PAGE EXTRACT >>
##############################

Full vaccination is defined as two doses of mRNA vaccine (Pfizer, Moderna), one dose of JJJ vaccine, or two doses of AZ vaccine. Partial vaccination is defined as one dose of Pfizer, Moderna, or AZ vaccines.

b

Rate of anti-spike IgG seropositivity following vaccination.

c

Note: This study measured antibody titers, rather than seroconversion rates.

Solid Tumors

Among patients with cancer, those with solid tumors demonstrated the most favorable antibody response to COVID-19 vaccination (Addeo et al., 2021; Goshen-Lago et al., 2021; Palich et al., 2021; Thakkar et al., 2021). Some patients with solid tumors seroconverted as well as healthy controls (Addeo et al., 2021). Patients on active surveillance (not currently receiving therapy) or those receiving endocrine/hormonal or immune checkpoint inhibitor therapy demonstrated seroconversion rates near 100% (Addeo et al., 2021). Patients actively receiving chemotherapy, however, had lower titers after vaccination (Palich et al., 2021). Metastatic disease and advanced age negatively impacted vaccine response (Palich et al., 2021).

Patients with solid tumors undergo diverse treatments, including myelosuppressive chemotherapy, targeted therapy, immunotherapy, surgery, and/or radiation therapy. The patient's underlying malignancy and type of therapy contribute to their ability to mount an immune response to COVID-19 vaccination.

Hematologic Malignancies

Patients with hematologic malignancies had lower seroconversion rates (39%–85%) and lower antibody titers compared with patients with solid tumors or healthy controls (Addeo et al., 2021; Agha et al., 2021; Herishanu et al., 2021; Maneikis et al., 2021; Roeker et al., 2021; Thakkar et al., 2021). Several therapies predicted poor serologic response. These include anti-CD20 monoclonal antibodies, Bruton tyrosine kinase (BTK) inhibitors, venetoclax (Venclexta), immunomodulators, proteasome inhibitors, and hydroxyurea (Maneikis et al., 2021).

Patients with hematologic malignancies often require intensive, myelosuppressive chemotherapy to adequately control their disease. Hematologic malignancies impair the very leukocytes that generate one's immune response to vaccination. The therapies used to treat these malignancies attack these same immunologic cells, blunting seroconversion following vaccination.

ANTI-CD20 MONOCLONAL ANTIBODY THERAPY

Patients receiving anti-CD20 therapy had a nearly negligible serologic response to the COVID-19 vaccines (Addeo et al., 2021; Maneikis et al., 2021; Thakkar et al., 2021). In studies by Addeo and colleagues (2021) and Herishanu and colleagues (2021), zero patients developed antibodies if treated with anti-CD20 therapies within the past 6 to 12 months. Patients greater than 12 months post anti-CD20 therapy had improved seroconversion rates and titers compared with patients actively receiving anti-CD20 therapy (Herishanu et al., 2021; Maneikis et al., 2021).

##############################

GIVEN ENTRIES >>
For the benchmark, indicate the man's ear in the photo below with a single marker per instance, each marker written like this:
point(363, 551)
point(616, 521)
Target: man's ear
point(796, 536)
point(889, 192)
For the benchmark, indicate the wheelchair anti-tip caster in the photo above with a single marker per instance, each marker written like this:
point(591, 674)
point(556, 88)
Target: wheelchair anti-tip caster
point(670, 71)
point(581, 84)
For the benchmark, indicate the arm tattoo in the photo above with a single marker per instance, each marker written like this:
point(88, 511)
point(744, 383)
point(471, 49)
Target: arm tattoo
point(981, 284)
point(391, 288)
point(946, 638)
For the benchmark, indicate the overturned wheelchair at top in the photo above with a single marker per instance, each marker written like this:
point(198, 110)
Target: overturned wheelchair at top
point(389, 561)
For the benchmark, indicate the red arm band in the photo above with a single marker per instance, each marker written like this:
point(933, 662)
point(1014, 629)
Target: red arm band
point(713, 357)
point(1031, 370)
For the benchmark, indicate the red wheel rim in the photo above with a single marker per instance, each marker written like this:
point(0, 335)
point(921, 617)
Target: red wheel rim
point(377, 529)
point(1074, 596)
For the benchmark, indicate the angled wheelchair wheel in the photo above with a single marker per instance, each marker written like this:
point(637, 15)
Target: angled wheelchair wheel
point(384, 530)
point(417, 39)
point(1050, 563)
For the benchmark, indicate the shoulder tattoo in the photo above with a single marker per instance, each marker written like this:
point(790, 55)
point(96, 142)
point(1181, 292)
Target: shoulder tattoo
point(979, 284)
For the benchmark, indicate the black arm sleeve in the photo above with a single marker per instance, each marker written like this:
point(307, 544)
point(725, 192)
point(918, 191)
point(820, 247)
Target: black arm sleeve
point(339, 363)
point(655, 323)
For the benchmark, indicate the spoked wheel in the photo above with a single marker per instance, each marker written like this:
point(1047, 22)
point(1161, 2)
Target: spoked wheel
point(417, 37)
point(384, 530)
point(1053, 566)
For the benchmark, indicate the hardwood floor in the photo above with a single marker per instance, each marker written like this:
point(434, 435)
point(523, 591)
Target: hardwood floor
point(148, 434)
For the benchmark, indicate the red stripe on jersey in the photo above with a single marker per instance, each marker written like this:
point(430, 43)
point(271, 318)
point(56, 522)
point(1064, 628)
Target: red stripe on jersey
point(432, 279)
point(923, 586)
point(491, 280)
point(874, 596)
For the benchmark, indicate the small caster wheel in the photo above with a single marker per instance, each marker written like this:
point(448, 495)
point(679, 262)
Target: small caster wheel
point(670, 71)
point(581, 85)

##############################

WHAT NEEDS TO BE DONE >> Please reproduce the part of the passage on COVID-19 vaccine response in cancer patients between "Rate of anti-spike" and "response (Palich et al., 2021).", inclusive, word for word.

EXPECTED ANSWER >>
Rate of anti-spike IgG seropositivity following vaccination.

c

Note: This study measured antibody titers, rather than seroconversion rates.

Solid Tumors

Among patients with cancer, those with solid tumors demonstrated the most favorable antibody response to COVID-19 vaccination (Addeo et al., 2021; Goshen-Lago et al., 2021; Palich et al., 2021; Thakkar et al., 2021). Some patients with solid tumors seroconverted as well as healthy controls (Addeo et al., 2021). Patients on active surveillance (not currently receiving therapy) or those receiving endocrine/hormonal or immune checkpoint inhibitor therapy demonstrated seroconversion rates near 100% (Addeo et al., 2021). Patients actively receiving chemotherapy, however, had lower titers after vaccination (Palich et al., 2021). Metastatic disease and advanced age negatively impacted vaccine response (Palich et al., 2021).